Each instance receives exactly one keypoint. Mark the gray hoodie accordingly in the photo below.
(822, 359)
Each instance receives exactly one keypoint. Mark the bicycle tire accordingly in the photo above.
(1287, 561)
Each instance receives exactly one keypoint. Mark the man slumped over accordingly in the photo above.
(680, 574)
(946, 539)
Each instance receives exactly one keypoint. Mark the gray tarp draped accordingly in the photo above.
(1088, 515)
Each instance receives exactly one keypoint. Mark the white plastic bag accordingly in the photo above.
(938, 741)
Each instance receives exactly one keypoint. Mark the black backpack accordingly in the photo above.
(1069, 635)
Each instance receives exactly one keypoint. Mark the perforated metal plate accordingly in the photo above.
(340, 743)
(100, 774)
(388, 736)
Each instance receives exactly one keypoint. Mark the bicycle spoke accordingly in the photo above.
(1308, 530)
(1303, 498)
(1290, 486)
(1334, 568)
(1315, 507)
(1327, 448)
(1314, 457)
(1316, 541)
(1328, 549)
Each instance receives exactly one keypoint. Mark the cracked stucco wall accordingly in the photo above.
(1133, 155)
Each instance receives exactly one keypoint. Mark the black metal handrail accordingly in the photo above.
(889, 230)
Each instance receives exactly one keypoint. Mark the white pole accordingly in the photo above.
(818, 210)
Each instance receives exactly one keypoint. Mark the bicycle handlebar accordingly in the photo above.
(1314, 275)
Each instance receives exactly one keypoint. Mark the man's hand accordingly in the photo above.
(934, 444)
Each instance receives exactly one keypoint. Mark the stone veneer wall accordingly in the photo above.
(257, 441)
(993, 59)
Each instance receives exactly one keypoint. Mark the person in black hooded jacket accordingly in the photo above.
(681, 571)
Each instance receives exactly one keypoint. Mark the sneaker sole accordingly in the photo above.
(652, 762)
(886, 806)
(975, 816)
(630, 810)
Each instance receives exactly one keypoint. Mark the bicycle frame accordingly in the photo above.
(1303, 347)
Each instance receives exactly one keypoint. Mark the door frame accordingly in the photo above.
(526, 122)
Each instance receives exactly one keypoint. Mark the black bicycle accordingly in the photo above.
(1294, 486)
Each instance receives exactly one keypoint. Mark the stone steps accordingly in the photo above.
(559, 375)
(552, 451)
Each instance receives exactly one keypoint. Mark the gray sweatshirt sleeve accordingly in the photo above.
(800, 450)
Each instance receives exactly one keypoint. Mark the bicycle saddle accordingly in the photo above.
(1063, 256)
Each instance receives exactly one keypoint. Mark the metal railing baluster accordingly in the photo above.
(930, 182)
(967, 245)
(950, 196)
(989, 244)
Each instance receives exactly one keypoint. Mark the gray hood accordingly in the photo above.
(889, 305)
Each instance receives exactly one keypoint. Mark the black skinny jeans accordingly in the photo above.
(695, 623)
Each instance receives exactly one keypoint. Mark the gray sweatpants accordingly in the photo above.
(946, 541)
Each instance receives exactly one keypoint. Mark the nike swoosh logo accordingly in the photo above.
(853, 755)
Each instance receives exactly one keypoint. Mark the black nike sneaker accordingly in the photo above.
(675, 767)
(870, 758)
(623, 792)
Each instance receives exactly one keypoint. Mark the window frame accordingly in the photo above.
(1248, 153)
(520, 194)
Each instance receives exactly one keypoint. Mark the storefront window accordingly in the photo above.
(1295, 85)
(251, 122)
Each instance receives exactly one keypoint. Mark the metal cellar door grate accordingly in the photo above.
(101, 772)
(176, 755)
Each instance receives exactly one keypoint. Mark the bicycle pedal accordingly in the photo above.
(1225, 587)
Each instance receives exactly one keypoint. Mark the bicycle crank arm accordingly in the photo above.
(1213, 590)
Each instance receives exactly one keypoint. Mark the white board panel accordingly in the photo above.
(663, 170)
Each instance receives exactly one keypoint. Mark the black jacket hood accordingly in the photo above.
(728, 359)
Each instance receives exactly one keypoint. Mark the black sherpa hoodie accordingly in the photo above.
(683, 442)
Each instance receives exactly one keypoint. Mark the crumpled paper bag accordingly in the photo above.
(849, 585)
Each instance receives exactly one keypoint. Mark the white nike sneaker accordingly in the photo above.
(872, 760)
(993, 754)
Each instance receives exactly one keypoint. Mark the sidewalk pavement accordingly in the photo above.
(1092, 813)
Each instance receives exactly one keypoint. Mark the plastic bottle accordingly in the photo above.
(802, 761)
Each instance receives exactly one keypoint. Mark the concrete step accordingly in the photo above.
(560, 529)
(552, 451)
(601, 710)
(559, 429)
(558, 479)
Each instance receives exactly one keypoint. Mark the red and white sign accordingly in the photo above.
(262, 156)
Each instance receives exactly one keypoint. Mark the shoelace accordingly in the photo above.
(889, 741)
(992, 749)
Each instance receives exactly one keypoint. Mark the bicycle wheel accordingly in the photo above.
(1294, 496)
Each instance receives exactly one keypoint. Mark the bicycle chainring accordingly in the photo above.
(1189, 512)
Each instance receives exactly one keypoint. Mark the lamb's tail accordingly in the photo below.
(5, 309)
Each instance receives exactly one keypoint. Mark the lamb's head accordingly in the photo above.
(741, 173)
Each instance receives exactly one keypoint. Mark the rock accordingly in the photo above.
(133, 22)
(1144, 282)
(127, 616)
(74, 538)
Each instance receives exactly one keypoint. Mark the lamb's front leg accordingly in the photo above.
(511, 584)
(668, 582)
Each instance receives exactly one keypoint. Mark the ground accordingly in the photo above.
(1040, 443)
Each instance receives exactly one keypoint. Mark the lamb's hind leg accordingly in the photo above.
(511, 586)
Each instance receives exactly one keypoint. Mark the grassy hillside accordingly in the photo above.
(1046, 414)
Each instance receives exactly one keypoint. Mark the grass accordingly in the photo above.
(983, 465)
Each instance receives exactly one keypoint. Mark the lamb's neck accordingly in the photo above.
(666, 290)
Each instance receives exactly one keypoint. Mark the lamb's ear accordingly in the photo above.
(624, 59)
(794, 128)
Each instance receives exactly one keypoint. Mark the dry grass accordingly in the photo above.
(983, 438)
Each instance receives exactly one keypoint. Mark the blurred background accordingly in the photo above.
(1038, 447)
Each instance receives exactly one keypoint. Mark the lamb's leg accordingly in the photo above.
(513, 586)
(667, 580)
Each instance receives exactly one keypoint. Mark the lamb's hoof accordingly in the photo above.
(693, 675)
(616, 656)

+++

WHAT YOU WILL DO =
Switch every "keypoint" in the data above to "marker", then give all the lines again with nothing else changed.

RESPONSE FOR THIS EXERCISE =
Each instance receives exactly one marker. Mark the gray hoodie accordingly in the photo below.
(822, 359)
Each instance receives exactly one marker. Mark the bicycle tire accordingly in the photo above.
(1287, 561)
Each instance receives exactly one marker. Mark the man slumped over accordingly in the photo above.
(680, 574)
(946, 539)
Each instance receives exactly one marker. Mark the gray tarp draped accordingly in the photo above.
(1088, 515)
Each instance receives exactly one marker. Mark the white plastic bag accordingly in the photo above.
(938, 741)
Each instance receives exactly one marker. Mark the black backpack accordingly in the photo above.
(1069, 635)
Each instance receives exactly one marker. Mark the perforated metal plate accordingly in the photo above.
(340, 743)
(100, 774)
(388, 736)
Each instance receives exactly one marker. Mark the bicycle spoke accordingly in the photo above.
(1308, 530)
(1303, 498)
(1290, 486)
(1334, 568)
(1315, 507)
(1327, 448)
(1314, 457)
(1316, 541)
(1328, 549)
Each instance receives exactly one marker. Mark the cracked stucco wall accordingly in the photo above.
(1133, 155)
Each instance receives exactly one marker. Mark the black metal handrail accordingly in the photo above.
(889, 230)
Each instance receives exactly one marker. Mark the white pole accordingly in the photo above.
(818, 210)
Each instance receives exactly one marker. Mark the bicycle handlebar accordingly in the photo above.
(1314, 275)
Each instance receives exactly one marker. Mark the man's hand accordingly in the photo above.
(934, 444)
Each instance receives exactly one marker. Mark the stone veneer wall accordingly in the photo above.
(257, 441)
(993, 59)
Each instance receives exactly one marker. Mark the person in black hooded jacket accordingly in the photo above.
(681, 571)
Each instance receives exactly one marker. Mark the sneaker sole accordingly in the photo above.
(652, 762)
(886, 806)
(975, 816)
(630, 810)
Each instance receives exactly one marker. Mark the bicycle frame accordingly in the photo above.
(1303, 347)
Each instance receives exactly one marker. Mark the door frame accordingly in the photo above.
(526, 122)
Each instance receives exactly one marker. Mark the black bicycle accordingly in the photo above.
(1294, 486)
Each instance receives exactly one marker. Mark the stone steps accordingly in the photo above.
(559, 375)
(552, 451)
Each instance receives exactly one marker. Mark the gray sweatshirt sleeve accordingly in the photo above.
(800, 450)
Each instance receives exactly one marker. Mark the bicycle saddle accordingly in the photo above.
(1063, 256)
Each instance receives exactly one marker. Mark the metal railing baluster accordingly in the photo above.
(930, 182)
(967, 245)
(950, 196)
(989, 244)
Each instance receives exactly one marker. Mark the gray hood accordingly in the photo above.
(889, 305)
Each instance receives exactly one marker. Mark the black skinny jeans accordingly in the photo above.
(695, 623)
Each instance receives exactly one marker. Mark the gray sweatpants accordingly in the photo above.
(946, 541)
Each instance receives exactly one marker. Mark the nike swoosh logo accordingly in the photo above.
(853, 755)
Each instance receives exactly one marker. Mark the black nike sneaker accordingly in the photo above.
(675, 767)
(870, 758)
(623, 792)
Each instance receives exactly one marker. Mark the window frame accordingly in the photo above.
(1248, 153)
(520, 194)
Each instance receives exactly one marker. Mark the storefront window accordingly in the photo above.
(1295, 85)
(251, 122)
Each instance receives exactly one marker. Mark the metal cellar door grate accordingly in the photo above.
(101, 772)
(176, 755)
Each instance receives exactly one marker. Mark the bicycle pedal accordingly in the photo above.
(1225, 587)
Each instance receives exactly one marker. Mark the bicycle crank arm accordingly in the photo above.
(1213, 590)
Each instance receives exactly one marker. Mark the white board panel accordingly in the photo above.
(663, 170)
Each instance receives exactly one marker. Mark the black jacket hood accordingly in the photo above.
(728, 359)
Each instance receives exactly one marker. Mark the black sherpa hoodie accordingly in the photo above.
(683, 442)
Each instance receives exactly one marker. Mark the crumpled paper bag accordingly in the photo above.
(849, 585)
Each instance receives exactly one marker. Mark the white nike sneaker accordingly in the photo above.
(872, 760)
(993, 754)
Each instance receives exactly one marker. Mark the sidewalk pavement accordingly in the photo above.
(1092, 813)
Each instance receives exactly one marker. Mark the plastic bottle accordingly in the photo above.
(802, 761)
Each instance receives exactly one marker. Mark the concrete step accordingly in the photo above.
(560, 529)
(552, 451)
(601, 710)
(559, 429)
(558, 479)
Each instance receives exactly one marker. Mark the red and white sign accordingly in the photo above.
(262, 156)
Each instance receives exactly one marker. Mark the shoelace accordingly in the photo above.
(889, 741)
(992, 749)
Each instance receives exactly one marker. Mark the bicycle wheel accordingly in the photo above.
(1294, 496)
Each instance receives exactly one marker. Mark the bicycle chainring accordingly in the photo above.
(1189, 512)
Each instance receives exactly one marker. Mark the lamb's tail accordingly in the photo below.
(5, 309)
Each instance receives exactly one marker. Mark the lamb's head accordingly in the photo above.
(741, 173)
Each instance receives exactly one marker. Mark the rock accordingly in the photo above.
(133, 22)
(1144, 282)
(127, 616)
(74, 538)
Each instance receives exactly one marker. Mark the lamb's front leg accordingly in the photo above.
(511, 584)
(668, 582)
Each instance receives exactly one marker. Mark the ground accordingly in the photo above.
(1040, 443)
Each instance receives exactly one marker. Mark the lamb's hind leg accordingly in the photo above.
(511, 586)
Each instance receives exactly one marker. Mark the grassy hillside accordingly in the photo above.
(1046, 414)
Each instance receives exactly one marker. Mark the grass accordingly in the photo above.
(983, 465)
Each instance receives exactly one marker. Mark the lamb's neck accordingly in the photo above.
(666, 290)
Each instance receives exactly one marker. Mark the lamb's ear accordingly in the photo above.
(624, 59)
(794, 128)
Each instance receives exactly one marker. Mark the dry grass accordingly in the photo above.
(983, 438)
Each instance receives exactly one marker. Mark the blurred background accordingly in the photo above.
(1038, 447)
Each instance receives exactly one marker. Mark the lamb's leg accordingly in the photo above.
(513, 586)
(667, 580)
Each instance receives exactly one marker. Mark the lamb's hoof accordingly in the photo above.
(693, 675)
(616, 656)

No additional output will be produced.